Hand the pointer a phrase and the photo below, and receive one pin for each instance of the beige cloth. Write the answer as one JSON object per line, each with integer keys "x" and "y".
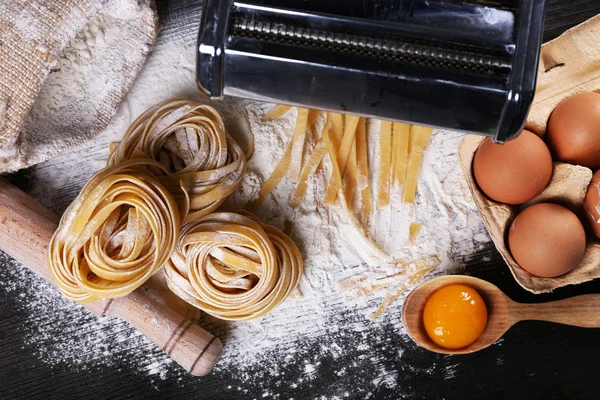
{"x": 33, "y": 36}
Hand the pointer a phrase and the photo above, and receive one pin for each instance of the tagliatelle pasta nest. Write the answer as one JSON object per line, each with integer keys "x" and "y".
{"x": 116, "y": 234}
{"x": 190, "y": 140}
{"x": 233, "y": 267}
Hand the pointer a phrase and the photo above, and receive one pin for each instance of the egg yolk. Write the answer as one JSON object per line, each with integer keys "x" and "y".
{"x": 454, "y": 316}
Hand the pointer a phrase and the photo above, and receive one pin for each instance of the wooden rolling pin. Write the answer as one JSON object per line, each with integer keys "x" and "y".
{"x": 26, "y": 228}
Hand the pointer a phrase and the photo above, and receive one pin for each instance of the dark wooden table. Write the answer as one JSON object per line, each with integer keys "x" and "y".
{"x": 535, "y": 360}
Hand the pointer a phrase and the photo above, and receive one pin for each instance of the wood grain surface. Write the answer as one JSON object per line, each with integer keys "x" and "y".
{"x": 534, "y": 360}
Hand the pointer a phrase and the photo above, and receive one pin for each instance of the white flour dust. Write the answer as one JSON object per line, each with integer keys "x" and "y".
{"x": 307, "y": 335}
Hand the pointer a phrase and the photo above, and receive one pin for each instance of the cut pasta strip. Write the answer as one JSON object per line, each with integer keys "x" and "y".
{"x": 423, "y": 267}
{"x": 343, "y": 155}
{"x": 414, "y": 230}
{"x": 116, "y": 234}
{"x": 230, "y": 288}
{"x": 297, "y": 151}
{"x": 283, "y": 166}
{"x": 190, "y": 140}
{"x": 363, "y": 171}
{"x": 385, "y": 157}
{"x": 337, "y": 130}
{"x": 277, "y": 112}
{"x": 310, "y": 167}
{"x": 400, "y": 156}
{"x": 350, "y": 176}
{"x": 421, "y": 135}
{"x": 312, "y": 164}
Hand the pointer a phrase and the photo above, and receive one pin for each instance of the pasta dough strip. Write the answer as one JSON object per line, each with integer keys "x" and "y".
{"x": 421, "y": 136}
{"x": 344, "y": 154}
{"x": 350, "y": 175}
{"x": 385, "y": 157}
{"x": 363, "y": 171}
{"x": 277, "y": 112}
{"x": 298, "y": 140}
{"x": 190, "y": 276}
{"x": 337, "y": 130}
{"x": 311, "y": 165}
{"x": 400, "y": 155}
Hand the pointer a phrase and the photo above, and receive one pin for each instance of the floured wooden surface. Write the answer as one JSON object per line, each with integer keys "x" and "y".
{"x": 569, "y": 64}
{"x": 567, "y": 186}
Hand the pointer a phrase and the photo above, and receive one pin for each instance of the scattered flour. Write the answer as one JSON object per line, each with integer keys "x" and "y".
{"x": 307, "y": 336}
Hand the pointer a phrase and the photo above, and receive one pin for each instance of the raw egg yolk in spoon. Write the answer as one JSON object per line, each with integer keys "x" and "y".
{"x": 454, "y": 316}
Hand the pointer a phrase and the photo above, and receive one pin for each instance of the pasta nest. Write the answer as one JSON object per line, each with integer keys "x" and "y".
{"x": 190, "y": 141}
{"x": 118, "y": 232}
{"x": 233, "y": 267}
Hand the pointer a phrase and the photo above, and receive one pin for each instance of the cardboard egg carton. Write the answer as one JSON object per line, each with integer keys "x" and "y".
{"x": 569, "y": 64}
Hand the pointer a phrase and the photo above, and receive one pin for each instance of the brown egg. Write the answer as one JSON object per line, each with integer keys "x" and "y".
{"x": 592, "y": 203}
{"x": 574, "y": 130}
{"x": 547, "y": 240}
{"x": 514, "y": 172}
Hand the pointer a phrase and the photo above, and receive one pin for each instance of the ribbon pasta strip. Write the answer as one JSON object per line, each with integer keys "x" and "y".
{"x": 190, "y": 140}
{"x": 116, "y": 234}
{"x": 233, "y": 267}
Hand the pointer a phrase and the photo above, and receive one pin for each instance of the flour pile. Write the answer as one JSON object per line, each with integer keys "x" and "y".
{"x": 305, "y": 332}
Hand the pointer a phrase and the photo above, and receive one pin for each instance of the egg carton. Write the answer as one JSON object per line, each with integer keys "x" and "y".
{"x": 570, "y": 64}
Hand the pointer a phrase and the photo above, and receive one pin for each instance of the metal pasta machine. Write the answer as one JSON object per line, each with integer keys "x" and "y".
{"x": 467, "y": 65}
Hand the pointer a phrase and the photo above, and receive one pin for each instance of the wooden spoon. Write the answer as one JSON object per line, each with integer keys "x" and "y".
{"x": 503, "y": 313}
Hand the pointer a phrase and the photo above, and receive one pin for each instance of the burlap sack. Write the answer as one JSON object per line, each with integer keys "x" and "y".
{"x": 34, "y": 35}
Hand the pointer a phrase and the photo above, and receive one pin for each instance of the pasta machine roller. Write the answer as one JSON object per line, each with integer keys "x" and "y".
{"x": 464, "y": 65}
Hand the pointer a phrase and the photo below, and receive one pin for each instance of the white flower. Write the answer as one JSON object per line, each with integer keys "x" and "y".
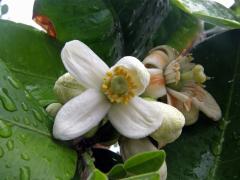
{"x": 182, "y": 81}
{"x": 109, "y": 91}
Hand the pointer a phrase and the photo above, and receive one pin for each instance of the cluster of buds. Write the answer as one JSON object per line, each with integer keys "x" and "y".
{"x": 130, "y": 95}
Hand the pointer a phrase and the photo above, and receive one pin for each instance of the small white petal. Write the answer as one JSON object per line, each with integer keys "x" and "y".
{"x": 156, "y": 87}
{"x": 156, "y": 59}
{"x": 207, "y": 104}
{"x": 83, "y": 64}
{"x": 171, "y": 128}
{"x": 80, "y": 114}
{"x": 137, "y": 70}
{"x": 163, "y": 171}
{"x": 136, "y": 120}
{"x": 131, "y": 147}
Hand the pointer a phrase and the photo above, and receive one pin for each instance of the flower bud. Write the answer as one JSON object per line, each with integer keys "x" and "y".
{"x": 52, "y": 109}
{"x": 67, "y": 87}
{"x": 171, "y": 128}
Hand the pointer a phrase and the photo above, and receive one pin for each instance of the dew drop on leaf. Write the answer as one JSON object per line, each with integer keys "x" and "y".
{"x": 26, "y": 121}
{"x": 5, "y": 130}
{"x": 8, "y": 103}
{"x": 25, "y": 157}
{"x": 1, "y": 152}
{"x": 10, "y": 145}
{"x": 24, "y": 173}
{"x": 24, "y": 106}
{"x": 37, "y": 115}
{"x": 13, "y": 82}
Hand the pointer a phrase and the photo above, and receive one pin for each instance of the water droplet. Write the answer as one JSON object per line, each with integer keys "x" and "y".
{"x": 215, "y": 149}
{"x": 24, "y": 106}
{"x": 1, "y": 152}
{"x": 37, "y": 115}
{"x": 26, "y": 121}
{"x": 8, "y": 103}
{"x": 25, "y": 173}
{"x": 25, "y": 157}
{"x": 5, "y": 130}
{"x": 35, "y": 124}
{"x": 28, "y": 96}
{"x": 13, "y": 82}
{"x": 15, "y": 118}
{"x": 22, "y": 138}
{"x": 10, "y": 145}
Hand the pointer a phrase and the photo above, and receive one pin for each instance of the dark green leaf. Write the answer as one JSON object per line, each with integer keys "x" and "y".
{"x": 145, "y": 162}
{"x": 97, "y": 175}
{"x": 178, "y": 30}
{"x": 105, "y": 159}
{"x": 4, "y": 9}
{"x": 117, "y": 172}
{"x": 27, "y": 150}
{"x": 33, "y": 57}
{"x": 139, "y": 20}
{"x": 209, "y": 11}
{"x": 148, "y": 176}
{"x": 90, "y": 21}
{"x": 210, "y": 150}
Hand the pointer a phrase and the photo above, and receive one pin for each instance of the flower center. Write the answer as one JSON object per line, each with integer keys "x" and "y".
{"x": 118, "y": 86}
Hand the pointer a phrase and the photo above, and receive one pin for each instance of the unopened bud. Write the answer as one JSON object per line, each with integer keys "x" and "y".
{"x": 52, "y": 109}
{"x": 67, "y": 87}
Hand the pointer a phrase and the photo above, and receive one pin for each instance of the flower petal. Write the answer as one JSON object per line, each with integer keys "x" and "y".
{"x": 136, "y": 120}
{"x": 206, "y": 103}
{"x": 83, "y": 64}
{"x": 156, "y": 87}
{"x": 137, "y": 70}
{"x": 80, "y": 114}
{"x": 171, "y": 128}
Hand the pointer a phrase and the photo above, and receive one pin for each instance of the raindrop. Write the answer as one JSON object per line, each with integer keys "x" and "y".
{"x": 26, "y": 121}
{"x": 28, "y": 96}
{"x": 37, "y": 115}
{"x": 15, "y": 118}
{"x": 8, "y": 103}
{"x": 5, "y": 130}
{"x": 13, "y": 82}
{"x": 24, "y": 106}
{"x": 10, "y": 145}
{"x": 35, "y": 124}
{"x": 1, "y": 152}
{"x": 24, "y": 173}
{"x": 215, "y": 150}
{"x": 22, "y": 138}
{"x": 25, "y": 157}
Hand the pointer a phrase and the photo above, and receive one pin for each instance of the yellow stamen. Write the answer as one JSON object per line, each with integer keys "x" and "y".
{"x": 118, "y": 86}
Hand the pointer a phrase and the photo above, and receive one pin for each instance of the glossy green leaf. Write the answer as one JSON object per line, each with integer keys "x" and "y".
{"x": 117, "y": 172}
{"x": 4, "y": 9}
{"x": 97, "y": 175}
{"x": 105, "y": 159}
{"x": 147, "y": 176}
{"x": 178, "y": 30}
{"x": 209, "y": 11}
{"x": 209, "y": 150}
{"x": 33, "y": 57}
{"x": 27, "y": 150}
{"x": 90, "y": 21}
{"x": 139, "y": 20}
{"x": 145, "y": 162}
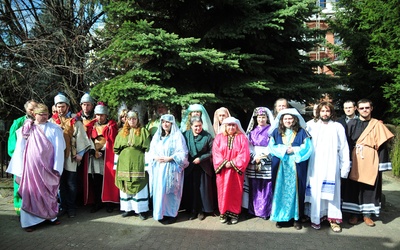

YOUR ASSIGNMENT ▸
Starting at the line that contains "of the unopened" and ending at the final line of the data, reproduce each line exactly. Pictures stay out of the copy.

EXPECTED ANSWER ▸
Hand the pointer a phrase and the photo above, and receive one pin for each instance of the unopened bud. Write the answer as one JSON object per line, each with integer keys "x" and "y".
{"x": 52, "y": 109}
{"x": 67, "y": 87}
Hand the pointer a phrase and the photo above, and receive one pin for each instance of the flower petal. Write the answer as one JSON object per line, each with integer keys "x" and "y".
{"x": 136, "y": 120}
{"x": 206, "y": 103}
{"x": 83, "y": 64}
{"x": 156, "y": 87}
{"x": 137, "y": 70}
{"x": 80, "y": 114}
{"x": 171, "y": 128}
Hand the pointer a phrase and the photo above, and receive one pin for each instance of the raindrop. Write the answer as one JSON object per line, each with integer keys "x" and "y".
{"x": 26, "y": 121}
{"x": 28, "y": 96}
{"x": 37, "y": 115}
{"x": 15, "y": 118}
{"x": 8, "y": 103}
{"x": 5, "y": 130}
{"x": 13, "y": 82}
{"x": 24, "y": 106}
{"x": 10, "y": 145}
{"x": 35, "y": 124}
{"x": 1, "y": 152}
{"x": 24, "y": 173}
{"x": 215, "y": 150}
{"x": 22, "y": 138}
{"x": 25, "y": 157}
Hand the pointer a phrase and the photo above, and receive one pin for each instance of the yellow stamen. Write the answer as one JSON object per line, each with integer keys "x" and "y".
{"x": 118, "y": 86}
Hand the pointer a phrase and the photo above, and receive one pin for each instance of the glossy green leaf. Write the answer as one JSON object per line, each with integer keys "x" and "y".
{"x": 117, "y": 172}
{"x": 4, "y": 9}
{"x": 97, "y": 175}
{"x": 105, "y": 159}
{"x": 147, "y": 176}
{"x": 178, "y": 30}
{"x": 209, "y": 11}
{"x": 209, "y": 150}
{"x": 33, "y": 57}
{"x": 27, "y": 150}
{"x": 90, "y": 21}
{"x": 139, "y": 20}
{"x": 145, "y": 162}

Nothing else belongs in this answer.